## Do this
Print these items again word for word, but leave out the pictures.

# START OF Entries supplied

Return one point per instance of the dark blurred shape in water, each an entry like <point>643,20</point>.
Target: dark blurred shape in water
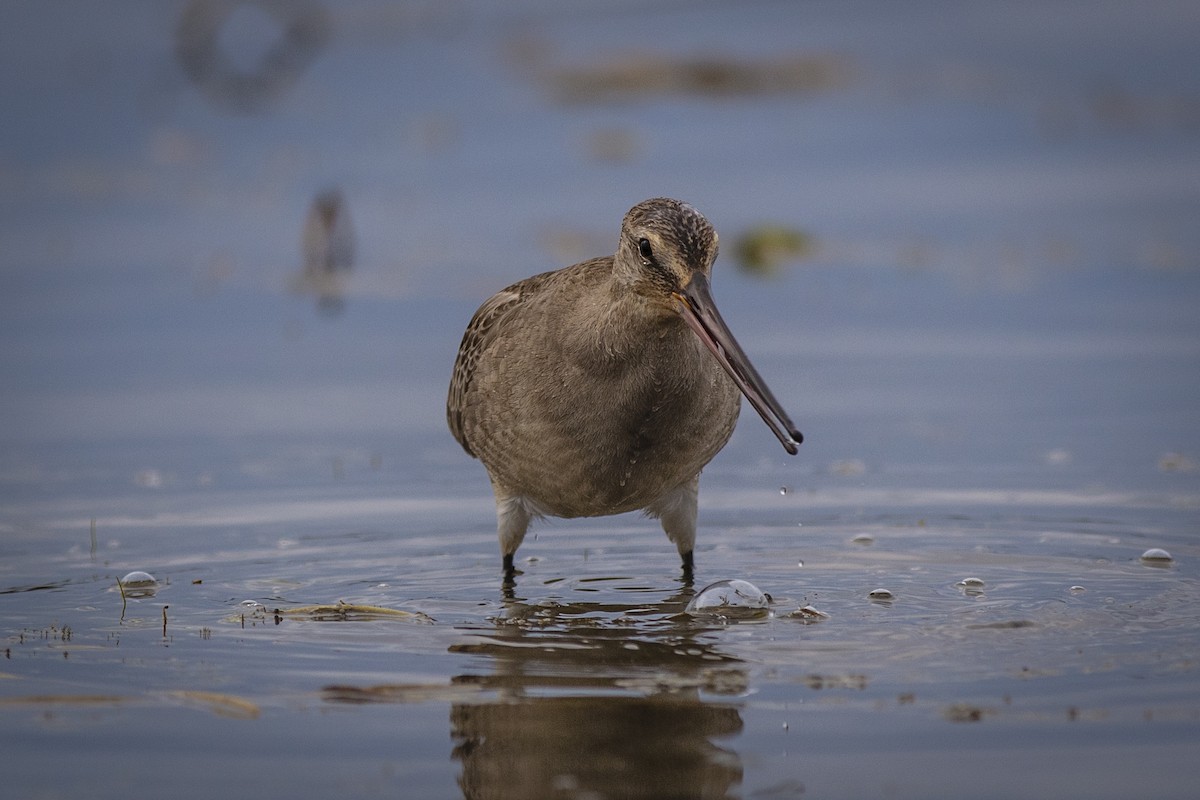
<point>630,77</point>
<point>328,247</point>
<point>303,28</point>
<point>657,746</point>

# END OF Entries supplied

## Finished task
Return one point per instance of the dark blurred shape in water, each an entry like <point>643,20</point>.
Target: dark blurred shape in water
<point>630,77</point>
<point>328,247</point>
<point>303,28</point>
<point>657,746</point>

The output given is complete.